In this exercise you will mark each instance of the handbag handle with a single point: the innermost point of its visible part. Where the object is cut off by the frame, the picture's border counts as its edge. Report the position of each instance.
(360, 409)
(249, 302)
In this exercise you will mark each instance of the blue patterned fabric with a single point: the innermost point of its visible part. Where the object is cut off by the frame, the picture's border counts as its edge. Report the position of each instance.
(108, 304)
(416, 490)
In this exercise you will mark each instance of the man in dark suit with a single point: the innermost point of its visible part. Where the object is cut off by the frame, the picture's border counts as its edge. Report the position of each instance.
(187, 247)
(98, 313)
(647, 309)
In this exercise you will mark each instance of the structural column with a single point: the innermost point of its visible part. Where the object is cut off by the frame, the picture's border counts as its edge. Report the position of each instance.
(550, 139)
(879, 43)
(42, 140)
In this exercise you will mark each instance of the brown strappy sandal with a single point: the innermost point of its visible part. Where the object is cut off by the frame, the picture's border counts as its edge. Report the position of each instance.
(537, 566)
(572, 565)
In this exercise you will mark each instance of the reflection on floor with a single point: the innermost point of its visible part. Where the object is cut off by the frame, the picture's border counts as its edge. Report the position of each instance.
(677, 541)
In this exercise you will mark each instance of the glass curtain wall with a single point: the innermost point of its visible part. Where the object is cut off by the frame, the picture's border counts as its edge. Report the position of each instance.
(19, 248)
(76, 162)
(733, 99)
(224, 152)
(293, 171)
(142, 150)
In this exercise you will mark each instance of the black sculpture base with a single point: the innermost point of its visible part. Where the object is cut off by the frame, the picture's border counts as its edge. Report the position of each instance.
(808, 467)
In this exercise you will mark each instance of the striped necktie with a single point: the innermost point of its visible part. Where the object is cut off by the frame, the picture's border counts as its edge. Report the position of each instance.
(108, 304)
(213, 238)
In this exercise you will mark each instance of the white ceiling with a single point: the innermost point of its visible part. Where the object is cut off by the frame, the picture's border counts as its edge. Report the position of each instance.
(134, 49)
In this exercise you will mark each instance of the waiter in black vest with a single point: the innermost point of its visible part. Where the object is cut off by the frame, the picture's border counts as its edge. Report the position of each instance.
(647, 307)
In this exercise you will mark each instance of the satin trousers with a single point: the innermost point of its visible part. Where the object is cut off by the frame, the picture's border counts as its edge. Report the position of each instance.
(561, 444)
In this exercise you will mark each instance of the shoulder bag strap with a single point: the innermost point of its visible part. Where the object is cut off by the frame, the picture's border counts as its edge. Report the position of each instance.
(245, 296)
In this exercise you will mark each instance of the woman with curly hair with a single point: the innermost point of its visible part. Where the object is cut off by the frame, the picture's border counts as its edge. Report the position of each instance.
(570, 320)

---+---

## Problem to solve
From the first line to the last, retype the records exactly as they stand above.

## Expected output
In this exercise you will mark each instance of the handbag handle with a single point: the innermost point of its visible part. Where the object is cut off by the frame, the picture's border counts as its edge. Report the position of each instance.
(360, 409)
(249, 302)
In this exercise you will mark each instance of the blue patterned fabric with a single point: the innermost point of its visible part. Where the object is cut off by the frame, the picture's border counts as its edge. Report the position of each instance.
(108, 304)
(416, 490)
In this exercise you will mark each instance of the man in dark suit with a single point: the innermost point of its visible part. Where the object is cut off by the frame, the picture's border counts as its edge. Report the position of each instance.
(187, 247)
(98, 313)
(647, 309)
In this exercise you will mark each instance of the structural column with a single point: the innermost point of its visible part. Where the object is cut off by the frame, the picture's border counts as its edge. Report the position of each instance.
(550, 139)
(879, 43)
(42, 140)
In this exercise you will mark each instance of the brown strappy sandal with a single point: the innermost point of its visible part. Where the object is cut off by the frame, the picture's border counts as its edge. Report the position of each instance.
(537, 566)
(572, 565)
In this exercise you will mark each instance of the reflection on floor with a single point: the innermost point of its visible part. Where the object is cut off by the frame, the picture's border counts as its edge. Report the position of each instance.
(677, 541)
In this exercise you will mark each instance of the glass curtain wall with a single point: the innermost point of its visible part. Where the object is cut off by the frame, the picture's border counts as its edge. Report the position of each instance.
(19, 248)
(76, 162)
(733, 99)
(224, 152)
(293, 171)
(142, 150)
In this exercise you will mark each instance of the black sculpture base with a single point: the innermost point of its visible part. Where the object is cut off by the frame, the picture's border counts as its edge. Report the position of each instance.
(808, 467)
In this exercise you will mark each instance of the striped necktie with a single point: the innermost point of its visible part. Where the object is cut off by the frame, the picture's border counts as its edge. Report the position of each instance.
(108, 304)
(213, 238)
In this exercise you will mark each instance of the white ceiling with a single point: the innermost point of its visible part. Where the object is cut off by the frame, the picture's border counts as its edge. Report the position of each instance.
(134, 49)
In this exercise you will mark each instance of the waiter in black vest with a single point: the innermost point of its visible part. Where the object is cut off by the frame, the picture's border counts as its edge. Report the position of each instance.
(647, 307)
In this exercise you will mark each instance of the satin trousers with a single point: the innermost point of its visible part. Where the object is cut off by the frame, the picture's border counts as its edge. Report the position of each instance.
(561, 444)
In this exercise you will mark each instance of the shoulder bag strap with a single point: the innermost point of its visible part. Where the object is cut off by the frame, the picture's border counts as its edge. Report the position of each instance.
(245, 296)
In this exercise you will mark each instance of the woman with curly hair with a single point: the innermost point of its visible part. Where the object is cut off by the frame, the picture's border counts as its edge. Report the position of each instance.
(570, 320)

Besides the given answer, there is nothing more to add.